WHAT YOU NEED TO DO: Repeat each entry exactly.

Stored data entries:
::::

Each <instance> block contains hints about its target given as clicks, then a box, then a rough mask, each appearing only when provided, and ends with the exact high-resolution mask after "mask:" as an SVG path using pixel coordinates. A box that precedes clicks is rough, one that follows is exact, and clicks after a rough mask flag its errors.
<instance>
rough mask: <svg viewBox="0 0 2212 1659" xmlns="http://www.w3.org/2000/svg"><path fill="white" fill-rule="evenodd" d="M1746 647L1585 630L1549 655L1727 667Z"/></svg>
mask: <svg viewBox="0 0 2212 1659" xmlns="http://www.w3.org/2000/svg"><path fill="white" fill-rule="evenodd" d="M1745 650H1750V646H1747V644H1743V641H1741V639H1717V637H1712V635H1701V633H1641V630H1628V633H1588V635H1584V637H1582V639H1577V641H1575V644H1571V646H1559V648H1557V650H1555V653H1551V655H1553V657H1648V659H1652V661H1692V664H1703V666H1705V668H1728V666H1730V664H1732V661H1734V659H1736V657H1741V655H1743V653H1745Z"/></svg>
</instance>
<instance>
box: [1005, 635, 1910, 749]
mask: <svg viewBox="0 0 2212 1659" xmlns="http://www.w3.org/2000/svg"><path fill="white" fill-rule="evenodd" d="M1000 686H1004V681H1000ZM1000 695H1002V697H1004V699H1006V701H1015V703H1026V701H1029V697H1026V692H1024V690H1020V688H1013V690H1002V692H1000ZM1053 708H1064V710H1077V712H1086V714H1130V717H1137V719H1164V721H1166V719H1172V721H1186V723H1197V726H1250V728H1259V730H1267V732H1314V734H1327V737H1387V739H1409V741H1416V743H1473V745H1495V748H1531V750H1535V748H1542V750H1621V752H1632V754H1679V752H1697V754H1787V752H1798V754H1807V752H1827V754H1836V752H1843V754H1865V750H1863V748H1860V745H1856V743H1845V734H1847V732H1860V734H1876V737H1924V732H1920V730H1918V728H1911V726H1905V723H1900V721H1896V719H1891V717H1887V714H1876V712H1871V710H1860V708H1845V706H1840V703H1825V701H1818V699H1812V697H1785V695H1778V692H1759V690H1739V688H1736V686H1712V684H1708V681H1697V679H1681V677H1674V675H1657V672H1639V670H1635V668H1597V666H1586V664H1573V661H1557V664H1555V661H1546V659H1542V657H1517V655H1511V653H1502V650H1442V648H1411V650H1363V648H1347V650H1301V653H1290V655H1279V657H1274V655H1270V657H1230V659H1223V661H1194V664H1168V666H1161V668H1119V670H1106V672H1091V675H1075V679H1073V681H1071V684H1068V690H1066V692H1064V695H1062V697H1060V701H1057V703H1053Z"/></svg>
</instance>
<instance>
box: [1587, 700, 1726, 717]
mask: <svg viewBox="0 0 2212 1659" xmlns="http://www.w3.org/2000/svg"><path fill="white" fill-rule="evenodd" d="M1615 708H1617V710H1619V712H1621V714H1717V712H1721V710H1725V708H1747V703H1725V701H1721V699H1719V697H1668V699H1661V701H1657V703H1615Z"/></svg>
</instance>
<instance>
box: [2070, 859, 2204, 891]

::::

RESPONSE TO THIS EXERCISE:
Each <instance> block contains hints about its target given as clicks, then a box, then a rough mask, each appearing only when provided, and ends with the exact high-resolution mask after "mask:" as an SVG path using pixel coordinates. A box that precedes clicks is rough, one that follows is exact, and clicks after a rough mask flag its errors.
<instance>
rough mask: <svg viewBox="0 0 2212 1659" xmlns="http://www.w3.org/2000/svg"><path fill="white" fill-rule="evenodd" d="M1746 647L1585 630L1549 655L1727 667Z"/></svg>
mask: <svg viewBox="0 0 2212 1659" xmlns="http://www.w3.org/2000/svg"><path fill="white" fill-rule="evenodd" d="M1745 650H1750V646H1747V644H1743V641H1741V639H1717V637H1712V635H1701V633H1641V630H1628V633H1588V635H1584V637H1582V639H1577V641H1575V644H1571V646H1559V648H1557V650H1555V653H1551V655H1553V657H1648V659H1652V661H1692V664H1703V666H1705V668H1728V666H1730V664H1732V661H1734V659H1736V657H1741V655H1743V653H1745Z"/></svg>
</instance>
<instance>
box: [1005, 635, 1910, 749]
mask: <svg viewBox="0 0 2212 1659" xmlns="http://www.w3.org/2000/svg"><path fill="white" fill-rule="evenodd" d="M1000 686H1004V681H1000ZM1000 695H1002V697H1004V699H1006V701H1015V703H1026V701H1029V697H1026V692H1024V690H1020V688H1013V690H1002V692H1000ZM1053 708H1064V710H1077V712H1086V714H1130V717H1137V719H1164V721H1166V719H1172V721H1186V723H1197V726H1250V728H1259V730H1267V732H1314V734H1327V737H1387V739H1409V741H1416V743H1473V745H1495V748H1531V750H1535V748H1542V750H1621V752H1632V754H1679V752H1697V754H1787V752H1798V754H1807V752H1827V754H1836V752H1843V754H1865V750H1863V748H1860V745H1856V743H1845V734H1847V732H1860V734H1876V737H1924V732H1920V730H1918V728H1911V726H1905V723H1900V721H1896V719H1891V717H1887V714H1876V712H1871V710H1860V708H1845V706H1840V703H1825V701H1818V699H1812V697H1785V695H1778V692H1759V690H1739V688H1736V686H1712V684H1708V681H1697V679H1681V677H1674V675H1657V672H1639V670H1635V668H1597V666H1586V664H1573V661H1557V664H1555V661H1546V659H1542V657H1517V655H1511V653H1502V650H1442V648H1411V650H1363V648H1347V650H1301V653H1290V655H1279V657H1274V655H1270V657H1230V659H1223V661H1194V664H1168V666H1161V668H1119V670H1106V672H1091V675H1075V679H1073V681H1071V684H1068V690H1066V692H1064V695H1062V697H1060V701H1057V703H1053Z"/></svg>
</instance>
<instance>
box: [1587, 700, 1726, 717]
mask: <svg viewBox="0 0 2212 1659" xmlns="http://www.w3.org/2000/svg"><path fill="white" fill-rule="evenodd" d="M1615 708H1617V710H1619V712H1621V714H1717V712H1721V710H1725V708H1747V703H1725V701H1721V699H1719V697H1668V699H1661V701H1657V703H1615Z"/></svg>
</instance>
<instance>
box: [2070, 859, 2204, 891]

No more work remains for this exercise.